This exercise calls for the line with "column 430, row 13", the line with "column 1002, row 181", and all lines between them in the material below, output exactly and with no other lines.

= Exercise material =
• • • • • • •

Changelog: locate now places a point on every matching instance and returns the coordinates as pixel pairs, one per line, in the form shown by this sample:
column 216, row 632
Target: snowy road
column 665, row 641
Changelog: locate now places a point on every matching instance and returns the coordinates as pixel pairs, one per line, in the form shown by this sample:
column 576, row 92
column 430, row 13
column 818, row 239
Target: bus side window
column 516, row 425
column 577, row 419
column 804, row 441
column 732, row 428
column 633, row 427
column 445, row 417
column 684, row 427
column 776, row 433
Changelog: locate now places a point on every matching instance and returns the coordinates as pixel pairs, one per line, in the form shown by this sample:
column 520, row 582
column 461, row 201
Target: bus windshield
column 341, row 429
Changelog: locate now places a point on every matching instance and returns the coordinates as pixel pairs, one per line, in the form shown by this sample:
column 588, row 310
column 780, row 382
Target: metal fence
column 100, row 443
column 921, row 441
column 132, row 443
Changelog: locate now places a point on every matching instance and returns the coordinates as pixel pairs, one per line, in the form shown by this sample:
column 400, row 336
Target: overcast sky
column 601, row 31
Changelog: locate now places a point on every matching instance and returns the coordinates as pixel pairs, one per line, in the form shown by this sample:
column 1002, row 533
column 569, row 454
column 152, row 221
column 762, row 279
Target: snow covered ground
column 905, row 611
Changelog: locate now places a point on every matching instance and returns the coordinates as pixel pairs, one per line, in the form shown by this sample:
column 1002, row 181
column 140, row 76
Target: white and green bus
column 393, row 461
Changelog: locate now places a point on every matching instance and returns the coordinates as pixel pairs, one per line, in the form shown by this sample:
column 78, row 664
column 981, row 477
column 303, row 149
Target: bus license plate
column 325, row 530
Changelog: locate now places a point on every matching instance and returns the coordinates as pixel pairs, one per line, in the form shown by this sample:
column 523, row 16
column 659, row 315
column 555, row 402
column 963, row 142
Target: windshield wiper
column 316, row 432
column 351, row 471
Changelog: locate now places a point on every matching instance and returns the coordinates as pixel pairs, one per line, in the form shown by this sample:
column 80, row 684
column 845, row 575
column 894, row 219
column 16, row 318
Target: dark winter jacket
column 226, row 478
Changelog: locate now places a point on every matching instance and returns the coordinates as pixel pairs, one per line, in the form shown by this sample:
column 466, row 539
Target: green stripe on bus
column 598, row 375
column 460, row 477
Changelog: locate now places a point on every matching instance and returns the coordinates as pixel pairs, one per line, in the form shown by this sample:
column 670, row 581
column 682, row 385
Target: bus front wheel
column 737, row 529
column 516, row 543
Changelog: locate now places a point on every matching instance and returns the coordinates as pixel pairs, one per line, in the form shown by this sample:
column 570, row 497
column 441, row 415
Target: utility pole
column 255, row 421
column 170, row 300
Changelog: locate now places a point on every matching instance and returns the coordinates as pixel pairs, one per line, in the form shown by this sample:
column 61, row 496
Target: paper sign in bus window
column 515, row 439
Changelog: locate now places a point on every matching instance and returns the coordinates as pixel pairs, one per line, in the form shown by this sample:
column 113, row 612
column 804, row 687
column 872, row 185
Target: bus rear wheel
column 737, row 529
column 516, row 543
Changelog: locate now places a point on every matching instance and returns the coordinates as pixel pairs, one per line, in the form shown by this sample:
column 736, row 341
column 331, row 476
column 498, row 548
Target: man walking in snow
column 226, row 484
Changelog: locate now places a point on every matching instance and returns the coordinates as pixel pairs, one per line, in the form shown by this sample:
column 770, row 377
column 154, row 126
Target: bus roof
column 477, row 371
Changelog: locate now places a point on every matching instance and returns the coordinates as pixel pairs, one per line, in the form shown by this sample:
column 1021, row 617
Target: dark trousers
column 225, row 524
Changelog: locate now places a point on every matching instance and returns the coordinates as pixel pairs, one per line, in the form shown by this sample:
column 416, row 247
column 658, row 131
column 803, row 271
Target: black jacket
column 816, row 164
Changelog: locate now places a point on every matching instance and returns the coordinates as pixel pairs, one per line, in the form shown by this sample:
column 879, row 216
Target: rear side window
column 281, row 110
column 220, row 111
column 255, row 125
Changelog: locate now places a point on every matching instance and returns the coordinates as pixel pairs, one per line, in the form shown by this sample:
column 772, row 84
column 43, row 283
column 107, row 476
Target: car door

• • • • • • •

= Solution for this task =
column 430, row 13
column 818, row 239
Target: bus side window
column 516, row 425
column 577, row 419
column 804, row 441
column 732, row 428
column 633, row 427
column 445, row 417
column 684, row 427
column 776, row 433
Changelog: locate now places a point on every matching instance and returns the coordinates as pixel pairs, one per line, in the form shown by this sample:
column 520, row 582
column 461, row 201
Target: bus windshield
column 341, row 429
Changelog: locate now places a point on every matching instance and returns the coordinates as pixel pairs, one per line, in the form shown by this sample:
column 588, row 310
column 780, row 382
Target: metal fence
column 100, row 443
column 921, row 441
column 132, row 443
Changelog: locate now places a point on every matching instance and returns the coordinates as pixel pairs, one per line, in the form shown by this sample:
column 400, row 336
Target: overcast sky
column 601, row 31
Changelog: locate now places a point on every matching instance and returns the coordinates as pixel pairs, one per line, in the form shown by this sample:
column 1002, row 533
column 569, row 454
column 152, row 221
column 762, row 279
Target: snow covered ground
column 905, row 611
Changelog: locate now places a point on every matching instance and returns the coordinates as pixel pairs, one per line, in the form shown by this sample:
column 1002, row 181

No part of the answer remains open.